[Collected data entries]
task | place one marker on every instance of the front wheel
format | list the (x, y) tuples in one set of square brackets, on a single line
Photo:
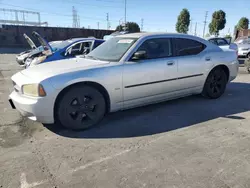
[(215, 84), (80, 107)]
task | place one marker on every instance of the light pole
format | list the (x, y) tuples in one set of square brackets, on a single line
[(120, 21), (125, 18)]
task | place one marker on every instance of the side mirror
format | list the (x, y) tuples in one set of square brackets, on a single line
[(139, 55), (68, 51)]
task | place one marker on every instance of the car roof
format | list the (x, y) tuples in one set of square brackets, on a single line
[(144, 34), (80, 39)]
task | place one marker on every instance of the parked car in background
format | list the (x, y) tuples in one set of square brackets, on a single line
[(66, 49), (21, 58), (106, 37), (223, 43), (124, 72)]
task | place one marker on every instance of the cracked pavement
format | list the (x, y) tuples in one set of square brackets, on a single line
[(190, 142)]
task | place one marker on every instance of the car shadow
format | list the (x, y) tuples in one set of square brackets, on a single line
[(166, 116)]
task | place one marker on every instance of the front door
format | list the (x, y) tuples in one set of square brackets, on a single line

Your assignment: From the line that contains "the front door" through the last line of the records above, copy every line exactly and leave out the rest.

Answer to the exercise:
task | place one marker on every instance of the front door
format | list the (x, y) tuples in one set of square brackets, on a single line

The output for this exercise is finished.